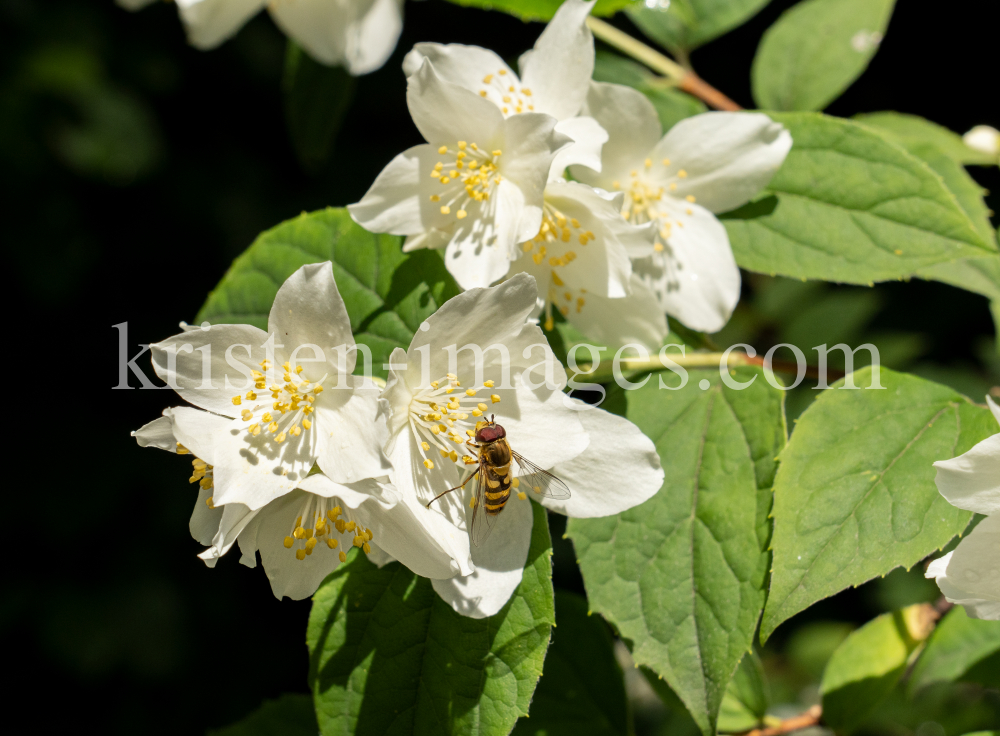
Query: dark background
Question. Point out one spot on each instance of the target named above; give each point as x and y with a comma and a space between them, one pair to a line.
135, 168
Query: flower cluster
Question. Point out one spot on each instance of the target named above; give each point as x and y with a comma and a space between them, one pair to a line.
631, 238
299, 460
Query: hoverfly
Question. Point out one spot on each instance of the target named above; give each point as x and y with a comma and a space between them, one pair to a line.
494, 479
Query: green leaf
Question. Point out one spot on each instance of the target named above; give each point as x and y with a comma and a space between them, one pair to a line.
582, 692
855, 496
389, 657
387, 293
910, 130
671, 104
864, 670
849, 206
815, 51
684, 25
956, 646
316, 99
746, 700
290, 714
542, 10
681, 576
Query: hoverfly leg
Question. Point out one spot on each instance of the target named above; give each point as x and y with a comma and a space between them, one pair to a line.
460, 485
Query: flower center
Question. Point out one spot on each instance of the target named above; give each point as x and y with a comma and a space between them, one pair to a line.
292, 404
202, 473
552, 245
507, 88
467, 174
439, 416
323, 524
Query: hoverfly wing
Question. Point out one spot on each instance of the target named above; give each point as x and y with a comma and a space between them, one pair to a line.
538, 483
482, 523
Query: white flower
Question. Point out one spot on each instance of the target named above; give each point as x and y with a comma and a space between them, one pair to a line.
290, 395
969, 575
581, 261
360, 34
303, 535
555, 77
708, 163
476, 184
983, 138
477, 356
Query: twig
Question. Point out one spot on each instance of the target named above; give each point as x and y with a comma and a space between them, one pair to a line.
807, 720
700, 360
685, 79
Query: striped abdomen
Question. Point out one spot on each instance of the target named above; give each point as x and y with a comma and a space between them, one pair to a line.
496, 457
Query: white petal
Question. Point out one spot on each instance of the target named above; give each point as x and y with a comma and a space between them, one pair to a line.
392, 203
198, 431
696, 279
350, 437
465, 66
158, 433
308, 310
619, 469
588, 140
446, 113
235, 519
994, 409
602, 266
972, 481
635, 318
210, 22
213, 391
558, 69
633, 129
290, 576
444, 521
474, 263
205, 521
499, 565
371, 41
530, 145
134, 4
728, 156
970, 575
254, 471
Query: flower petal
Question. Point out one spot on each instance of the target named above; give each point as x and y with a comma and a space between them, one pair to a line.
619, 470
350, 437
696, 279
633, 129
465, 66
308, 310
158, 433
558, 69
530, 145
393, 204
210, 22
499, 565
970, 575
445, 113
178, 360
635, 318
373, 38
444, 521
198, 431
205, 519
972, 481
588, 140
728, 156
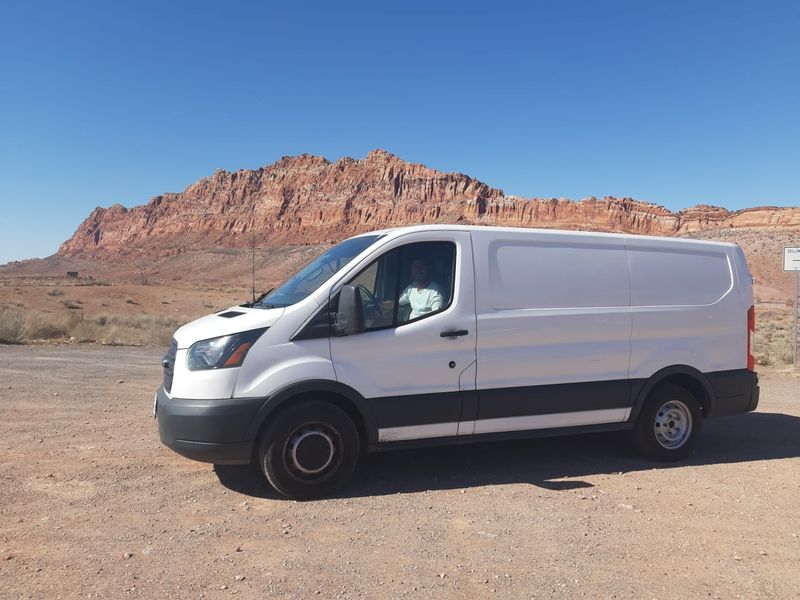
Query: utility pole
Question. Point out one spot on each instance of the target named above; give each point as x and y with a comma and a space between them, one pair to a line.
791, 262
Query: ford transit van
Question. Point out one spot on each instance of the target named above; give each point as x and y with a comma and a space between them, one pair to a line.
451, 334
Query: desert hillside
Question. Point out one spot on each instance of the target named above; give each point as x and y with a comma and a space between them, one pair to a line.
298, 205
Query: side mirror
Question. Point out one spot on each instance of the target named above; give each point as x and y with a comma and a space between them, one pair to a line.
350, 314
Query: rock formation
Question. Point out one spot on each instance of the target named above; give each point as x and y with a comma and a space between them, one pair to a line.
309, 200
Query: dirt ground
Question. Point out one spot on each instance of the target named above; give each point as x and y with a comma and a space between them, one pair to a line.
94, 506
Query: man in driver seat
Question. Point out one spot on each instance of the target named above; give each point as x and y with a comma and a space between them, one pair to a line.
422, 295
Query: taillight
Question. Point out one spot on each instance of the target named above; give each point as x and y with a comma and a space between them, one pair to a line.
751, 328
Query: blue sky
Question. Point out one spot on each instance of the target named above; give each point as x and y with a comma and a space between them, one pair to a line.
673, 102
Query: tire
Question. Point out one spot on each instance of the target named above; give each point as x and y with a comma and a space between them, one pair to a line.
309, 450
669, 424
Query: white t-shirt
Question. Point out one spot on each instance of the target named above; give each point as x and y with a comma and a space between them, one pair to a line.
423, 301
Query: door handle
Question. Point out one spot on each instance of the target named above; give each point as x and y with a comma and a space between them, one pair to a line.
451, 334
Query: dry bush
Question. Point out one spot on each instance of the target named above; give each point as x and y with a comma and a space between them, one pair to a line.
47, 326
21, 326
12, 325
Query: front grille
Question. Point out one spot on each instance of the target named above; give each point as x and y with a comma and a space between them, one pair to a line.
168, 362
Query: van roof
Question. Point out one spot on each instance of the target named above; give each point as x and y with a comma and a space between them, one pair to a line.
555, 232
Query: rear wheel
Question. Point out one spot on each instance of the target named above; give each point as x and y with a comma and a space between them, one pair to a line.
669, 424
309, 450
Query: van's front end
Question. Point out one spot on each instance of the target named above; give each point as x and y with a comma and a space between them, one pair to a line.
198, 415
222, 369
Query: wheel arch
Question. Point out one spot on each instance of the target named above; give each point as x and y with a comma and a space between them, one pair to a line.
345, 397
684, 376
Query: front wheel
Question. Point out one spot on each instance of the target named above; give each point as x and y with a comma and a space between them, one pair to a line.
309, 450
669, 424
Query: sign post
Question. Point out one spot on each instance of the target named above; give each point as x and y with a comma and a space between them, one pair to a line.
791, 262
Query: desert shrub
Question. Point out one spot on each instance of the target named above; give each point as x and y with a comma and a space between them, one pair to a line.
47, 326
12, 325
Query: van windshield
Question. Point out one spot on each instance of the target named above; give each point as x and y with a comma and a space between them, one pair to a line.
315, 273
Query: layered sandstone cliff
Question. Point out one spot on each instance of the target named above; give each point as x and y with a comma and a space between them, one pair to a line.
309, 200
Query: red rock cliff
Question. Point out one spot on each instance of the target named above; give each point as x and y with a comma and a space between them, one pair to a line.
307, 199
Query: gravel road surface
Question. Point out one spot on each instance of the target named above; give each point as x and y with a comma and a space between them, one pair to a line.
93, 505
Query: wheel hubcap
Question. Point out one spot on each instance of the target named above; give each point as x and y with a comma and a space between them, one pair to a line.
673, 424
312, 452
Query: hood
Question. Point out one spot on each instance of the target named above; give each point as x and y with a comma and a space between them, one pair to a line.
225, 322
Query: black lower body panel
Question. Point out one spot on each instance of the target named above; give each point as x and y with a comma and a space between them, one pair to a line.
735, 391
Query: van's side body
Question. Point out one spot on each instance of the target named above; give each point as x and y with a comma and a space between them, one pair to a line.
540, 332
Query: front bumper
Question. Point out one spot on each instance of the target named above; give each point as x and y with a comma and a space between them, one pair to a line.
213, 431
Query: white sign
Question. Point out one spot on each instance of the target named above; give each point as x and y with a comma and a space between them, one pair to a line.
791, 259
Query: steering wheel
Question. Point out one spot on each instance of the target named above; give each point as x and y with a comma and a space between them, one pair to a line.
371, 303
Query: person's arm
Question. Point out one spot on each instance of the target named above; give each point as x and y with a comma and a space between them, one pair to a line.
437, 299
404, 301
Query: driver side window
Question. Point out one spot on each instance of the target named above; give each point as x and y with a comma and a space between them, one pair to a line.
405, 284
378, 286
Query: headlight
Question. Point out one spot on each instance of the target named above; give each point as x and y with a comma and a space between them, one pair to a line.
222, 352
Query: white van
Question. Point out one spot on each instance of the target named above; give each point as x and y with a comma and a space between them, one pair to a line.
450, 334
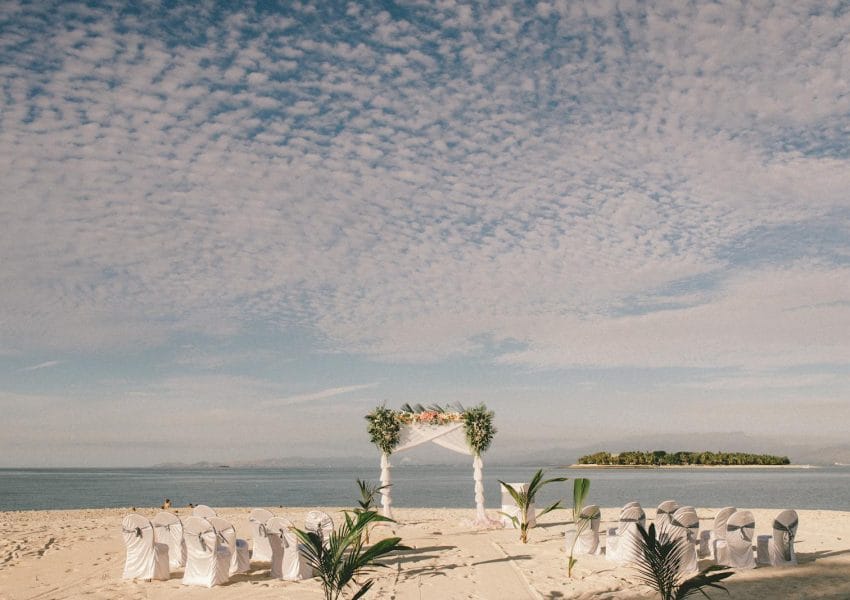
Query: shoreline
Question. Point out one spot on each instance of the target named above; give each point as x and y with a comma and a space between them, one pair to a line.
68, 554
595, 466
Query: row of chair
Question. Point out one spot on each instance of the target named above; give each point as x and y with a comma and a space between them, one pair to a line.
207, 548
729, 542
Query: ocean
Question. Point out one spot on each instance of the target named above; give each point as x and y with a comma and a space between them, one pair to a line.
418, 486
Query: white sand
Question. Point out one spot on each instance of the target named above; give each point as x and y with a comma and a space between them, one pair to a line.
80, 554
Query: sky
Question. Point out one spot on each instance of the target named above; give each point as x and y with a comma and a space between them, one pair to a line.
229, 230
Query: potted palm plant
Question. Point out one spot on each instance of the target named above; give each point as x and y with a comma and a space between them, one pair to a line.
524, 499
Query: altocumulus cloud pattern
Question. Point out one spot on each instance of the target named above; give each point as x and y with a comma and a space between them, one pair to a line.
549, 184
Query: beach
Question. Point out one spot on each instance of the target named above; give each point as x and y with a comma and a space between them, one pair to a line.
79, 553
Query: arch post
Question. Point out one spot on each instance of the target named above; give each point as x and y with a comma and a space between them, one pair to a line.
386, 489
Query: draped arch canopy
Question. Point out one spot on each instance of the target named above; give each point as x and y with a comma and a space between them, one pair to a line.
467, 432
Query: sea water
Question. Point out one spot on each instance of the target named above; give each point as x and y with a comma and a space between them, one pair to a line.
418, 486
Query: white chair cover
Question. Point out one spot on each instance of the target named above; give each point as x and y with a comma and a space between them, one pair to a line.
718, 532
146, 559
168, 530
207, 561
319, 523
684, 527
736, 550
624, 547
262, 551
510, 508
664, 514
240, 558
588, 538
288, 561
204, 511
782, 545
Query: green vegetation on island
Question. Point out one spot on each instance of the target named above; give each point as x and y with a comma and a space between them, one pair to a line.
659, 458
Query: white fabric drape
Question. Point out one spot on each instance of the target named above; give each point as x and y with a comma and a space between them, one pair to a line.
451, 436
146, 558
207, 561
262, 550
168, 529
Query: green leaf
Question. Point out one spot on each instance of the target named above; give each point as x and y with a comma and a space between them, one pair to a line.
581, 488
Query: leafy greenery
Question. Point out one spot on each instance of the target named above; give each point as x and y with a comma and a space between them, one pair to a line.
581, 488
524, 499
479, 428
419, 408
660, 562
368, 491
345, 556
385, 424
662, 457
384, 428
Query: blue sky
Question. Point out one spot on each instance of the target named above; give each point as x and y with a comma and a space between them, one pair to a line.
229, 230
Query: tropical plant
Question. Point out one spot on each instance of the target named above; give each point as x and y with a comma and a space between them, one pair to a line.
660, 560
479, 428
524, 499
344, 555
384, 429
581, 487
368, 491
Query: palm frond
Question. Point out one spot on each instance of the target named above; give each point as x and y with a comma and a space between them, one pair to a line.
550, 508
709, 577
581, 487
659, 567
343, 555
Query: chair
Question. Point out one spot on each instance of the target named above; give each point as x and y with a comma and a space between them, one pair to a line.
664, 514
510, 509
262, 551
288, 561
624, 546
168, 530
718, 532
319, 523
146, 558
207, 561
204, 511
588, 537
240, 560
736, 550
781, 547
684, 527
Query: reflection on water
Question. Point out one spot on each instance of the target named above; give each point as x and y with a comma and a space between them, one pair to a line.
417, 486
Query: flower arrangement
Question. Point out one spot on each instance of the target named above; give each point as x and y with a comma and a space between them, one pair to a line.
384, 428
480, 431
429, 417
385, 424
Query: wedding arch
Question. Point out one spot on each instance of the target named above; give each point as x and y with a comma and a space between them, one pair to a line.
467, 431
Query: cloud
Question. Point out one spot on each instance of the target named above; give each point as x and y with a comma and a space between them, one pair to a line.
320, 395
596, 185
43, 365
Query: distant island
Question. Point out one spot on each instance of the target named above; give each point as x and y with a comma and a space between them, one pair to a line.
660, 458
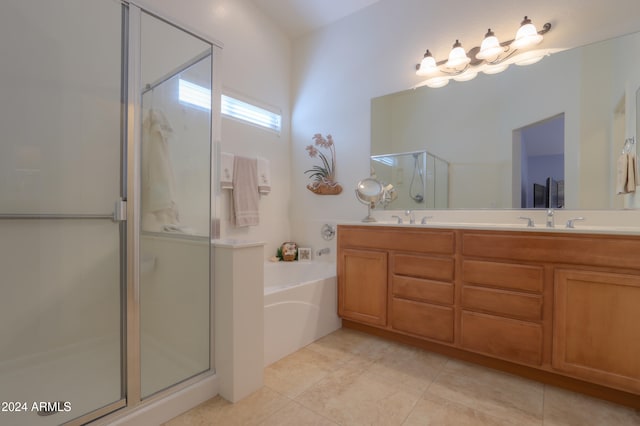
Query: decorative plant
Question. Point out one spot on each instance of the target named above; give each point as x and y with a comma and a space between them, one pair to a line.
323, 175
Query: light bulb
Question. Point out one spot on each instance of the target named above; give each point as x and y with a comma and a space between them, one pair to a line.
428, 65
466, 76
527, 35
495, 69
490, 48
458, 58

• • • •

#### Task directions
The lines to repeat start at the one holding "Query: reflection on water" and run through the last line of the records above; write them out exactly, both ends included, but not the pictures.

#### Solved problem
Query: reflection on water
Question. Point out one spot on each instance of the target named above; give each point as x and y with a comma and a space between them, one pair to a line.
417, 486
Query: flower arrangement
Question. Point out one spot on each instance of the target named above; give each point as x and y with a comma and a space between them, one pair to a line.
384, 428
480, 431
429, 417
385, 424
Query: wedding arch
Question. Point out one spot on each instance of the target named above; give each point as x and y with a comma and a space between them, one pair to a line.
467, 431
Query: cloud
Question. Point out one spot on each instance of the target named above; give each point as x and y with a comma and a space between them, one pair to a line.
320, 395
596, 185
43, 365
Query: distant island
Question. Point out one spot on each instance of the target named above; give each point as x and y with a comma and a space between them, one pair to a line.
660, 458
Query: decorative plant
Question. Point out one spot on each instance of the target named above; give each point as x and y with a comma and a space between them, one pair to a line.
323, 175
Query: light bulb
Question. Point out one spot on each instance of the target named above; give each point as x and y with a comma and a space between them, one pair to a line.
428, 65
466, 76
527, 35
495, 69
490, 48
458, 58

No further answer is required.